» **Given request**: Could you write out again, word for word, the lines of the listing below, from the line with "Where can the argentina" up to and including the listing's final line?

:: Records shown ::

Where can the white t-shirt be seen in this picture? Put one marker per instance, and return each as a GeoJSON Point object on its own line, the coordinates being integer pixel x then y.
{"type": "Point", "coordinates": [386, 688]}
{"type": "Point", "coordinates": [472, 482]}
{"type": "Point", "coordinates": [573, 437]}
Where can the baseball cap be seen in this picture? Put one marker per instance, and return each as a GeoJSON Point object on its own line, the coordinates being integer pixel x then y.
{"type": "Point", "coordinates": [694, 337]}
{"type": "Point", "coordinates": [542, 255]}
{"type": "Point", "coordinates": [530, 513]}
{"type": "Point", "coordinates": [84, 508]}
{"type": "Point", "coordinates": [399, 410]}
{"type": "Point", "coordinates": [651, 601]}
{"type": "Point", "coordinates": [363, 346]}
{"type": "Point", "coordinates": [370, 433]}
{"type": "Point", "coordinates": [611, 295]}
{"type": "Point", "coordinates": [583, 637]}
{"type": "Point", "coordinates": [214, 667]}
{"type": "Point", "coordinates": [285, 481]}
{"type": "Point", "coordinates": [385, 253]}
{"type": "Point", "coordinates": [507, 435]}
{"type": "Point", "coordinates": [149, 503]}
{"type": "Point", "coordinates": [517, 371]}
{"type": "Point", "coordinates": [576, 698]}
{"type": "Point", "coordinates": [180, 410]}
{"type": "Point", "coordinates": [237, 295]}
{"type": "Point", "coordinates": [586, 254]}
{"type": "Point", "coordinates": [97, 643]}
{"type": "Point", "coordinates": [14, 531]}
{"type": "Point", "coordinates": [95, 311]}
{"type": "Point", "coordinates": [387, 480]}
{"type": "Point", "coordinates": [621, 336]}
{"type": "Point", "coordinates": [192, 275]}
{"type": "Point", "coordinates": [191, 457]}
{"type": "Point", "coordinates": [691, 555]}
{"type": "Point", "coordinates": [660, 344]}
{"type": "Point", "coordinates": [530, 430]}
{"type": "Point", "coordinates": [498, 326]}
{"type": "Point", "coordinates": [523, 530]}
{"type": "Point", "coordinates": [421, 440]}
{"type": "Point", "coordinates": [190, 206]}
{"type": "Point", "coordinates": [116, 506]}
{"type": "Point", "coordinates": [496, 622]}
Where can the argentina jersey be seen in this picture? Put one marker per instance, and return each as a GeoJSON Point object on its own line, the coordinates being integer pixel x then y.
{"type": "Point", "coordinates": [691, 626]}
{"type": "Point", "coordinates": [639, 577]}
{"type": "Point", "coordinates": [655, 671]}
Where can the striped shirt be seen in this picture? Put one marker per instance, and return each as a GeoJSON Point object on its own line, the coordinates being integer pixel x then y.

:::

» **Exercise response**:
Where can the argentina jersey be seen in this picture? Put one marker per instance, and return each as a GeoJSON Point object on its own line, the coordinates being integer pixel x then y.
{"type": "Point", "coordinates": [691, 626]}
{"type": "Point", "coordinates": [639, 577]}
{"type": "Point", "coordinates": [655, 671]}
Where can the striped shirt be seen in this picture? Put one marker per instance, and return each as a GeoJSON Point object on its own line, the coordinates being integer pixel x then y.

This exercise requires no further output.